Değişimlerle beraber zaman mı kötülük saçmaya başladı, yoksa çürümüşlüklerini bütün zamanlara yayarak ve çoğalarak bugüne kadar gelen bu zihniyet mi? Önce bunu sormamız gerekiyor. Bir anlamda kötülüğün yüzüne bir fener çakmak gibi bir şey aslında bu soru. Çünkü ışığın ortaya çıkardığı izleri takip etmek gerçeğe de ulaşma imkanı sağlayacaktır doğal olarak.

Evet, zamanın içindeki bazı dengeler bir çok şeyde büyük değişimler yarattı. Teknolojik gelişmelerle birlikte; İnsanlar değişti, toplum değişti, ülke değişti…Evler, mahalleler, sokaklar, kahvehaneler, eğlence yerleri, tarzlar, konuşmalar, davranışlar, duyarlılıklar, tepkiler, komşuluklar, arkadaşlıklar, dostluklar, sevgililer, aşklar, eşler hatta toplumun temel taşı aileler…

Ama kötülük hiç değişmedi. Sadece çoğaldı, mutasyona uğradı ve gizlenmeye ihtiyaç duymayacak kadar arsız hale geldi ya da getirildi. Eskiden de kadınlar ve çocuklar bedensel, ruhsal tacize, tecavüze ve şiddete maruz kalıyorlardı, bugünde kalıyorlar…

Ama bugünle kıyaslandığında, farklı olan şey;

Gizleyenlerin, sesini çıkarmayanların, kendi aralarında çözenlerin aksine, eskiden bu durumlar karşısında oluşan tepkilerin de oldukça fazla olmasıydı. Sessizlik bu denli büyük bir oranda hüküm sürmüyordu. Karşı çıkıyorlardı insanlar, lanetliyorlardı. Empati denen olgu devreye daha sık giriyordu. Ruhları çürümüş bu insanlara karşı topyekün tepkiler ve takınılan tavırlar daha net ve daha fazlaydı doğal olarak. Yani Saldırıya maruz kalan çocuklar ve kadınlar hiç bu kadar büyük bir sessizliğe mahkum edilmemişti diyebiliriz..

*Verilen kayıtlar:*
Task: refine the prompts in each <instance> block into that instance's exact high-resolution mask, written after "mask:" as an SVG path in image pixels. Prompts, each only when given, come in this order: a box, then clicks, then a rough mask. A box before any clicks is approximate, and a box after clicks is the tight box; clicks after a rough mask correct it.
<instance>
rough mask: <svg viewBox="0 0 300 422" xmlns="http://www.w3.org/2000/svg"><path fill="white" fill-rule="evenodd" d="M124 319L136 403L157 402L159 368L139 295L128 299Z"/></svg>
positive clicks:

---

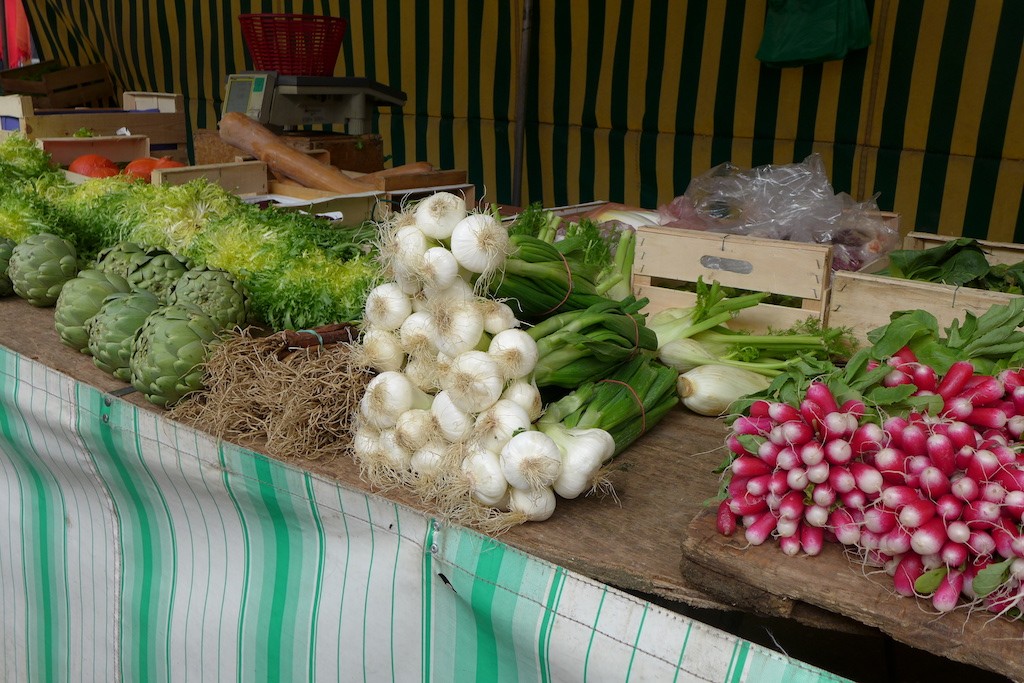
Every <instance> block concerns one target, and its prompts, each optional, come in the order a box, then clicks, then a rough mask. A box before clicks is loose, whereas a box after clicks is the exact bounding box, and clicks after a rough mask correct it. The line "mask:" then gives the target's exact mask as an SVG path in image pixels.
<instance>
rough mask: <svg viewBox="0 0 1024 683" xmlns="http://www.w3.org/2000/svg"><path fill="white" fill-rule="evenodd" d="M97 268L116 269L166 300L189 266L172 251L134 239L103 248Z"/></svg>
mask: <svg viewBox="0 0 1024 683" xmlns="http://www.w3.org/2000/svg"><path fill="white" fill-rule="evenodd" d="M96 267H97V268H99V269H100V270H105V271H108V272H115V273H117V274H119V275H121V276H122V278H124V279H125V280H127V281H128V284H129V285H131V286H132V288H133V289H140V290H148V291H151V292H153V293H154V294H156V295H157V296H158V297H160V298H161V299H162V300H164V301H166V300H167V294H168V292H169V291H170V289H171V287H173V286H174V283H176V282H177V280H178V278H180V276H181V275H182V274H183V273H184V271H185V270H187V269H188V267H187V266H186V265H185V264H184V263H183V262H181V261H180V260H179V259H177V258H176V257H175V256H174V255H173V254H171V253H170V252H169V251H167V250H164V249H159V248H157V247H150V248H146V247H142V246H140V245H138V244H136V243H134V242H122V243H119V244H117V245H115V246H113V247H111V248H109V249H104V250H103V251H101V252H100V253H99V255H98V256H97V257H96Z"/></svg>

...

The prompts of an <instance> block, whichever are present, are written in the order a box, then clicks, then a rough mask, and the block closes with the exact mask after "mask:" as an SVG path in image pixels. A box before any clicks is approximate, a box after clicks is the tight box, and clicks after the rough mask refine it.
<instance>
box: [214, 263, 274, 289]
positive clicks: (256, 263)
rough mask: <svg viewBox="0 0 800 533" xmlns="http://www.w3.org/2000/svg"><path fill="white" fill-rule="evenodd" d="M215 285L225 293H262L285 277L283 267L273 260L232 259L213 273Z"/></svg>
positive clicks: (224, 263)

*Görev listesi:*
1. Okunacak bölümü iki cümleyle özetleyin.
2. Lütfen yukarıdaki kayıtlarda "after" dizesini içeren her satırı gösterin. Büyük-küçük harf farkı dikkate alınmalıdır.

*Cevaplar aşağıda:*
1. Teknolojik gelişmelerle birlikte insanlar, toplum, ülke ve hatta aileler değişti, ama kötülük değişmedi; yalnızca çoğaldı, mutasyona uğradı ve gizlenmeye ihtiyaç duymayacak kadar arsız hale geldi. Kadınlar ve çocuklar eskiden de tacize, tecavüze ve şiddete maruz kalıyordu, fakat o zamanlar bu durumlara karşı tepkiler çok daha fazlaydı ve sessizlik bu denli büyük bir oranda hüküm sürmüyordu.

2.
Task: refine the prompts in each <instance> block into that instance's exact high-resolution mask, written after "mask:" as an SVG path in image pixels. Prompts, each only when given, come in this order: a box, then clicks, then a rough mask. A box before any clicks is approximate, and a box after clicks is the tight box; clicks after a rough mask correct it.
Every <instance> block concerns one target, and its prompts, each optional, come in the order a box, then clicks, then a rough mask. A box before clicks is loose, whereas a box after clicks is the exact bounding box, and clicks after a rough mask correct it. The line "mask:" then gives the target's exact mask as an SVG path in image pixels.
The prompts of an <instance> block, whichever are present, are written in the order a box, then clicks, then a rough mask, and the block closes with the exact mask after "mask:" as an SVG path in image pixels. A box before any clicks is approximate, a box after clicks is the tight box, and clicks after the rough mask refine it.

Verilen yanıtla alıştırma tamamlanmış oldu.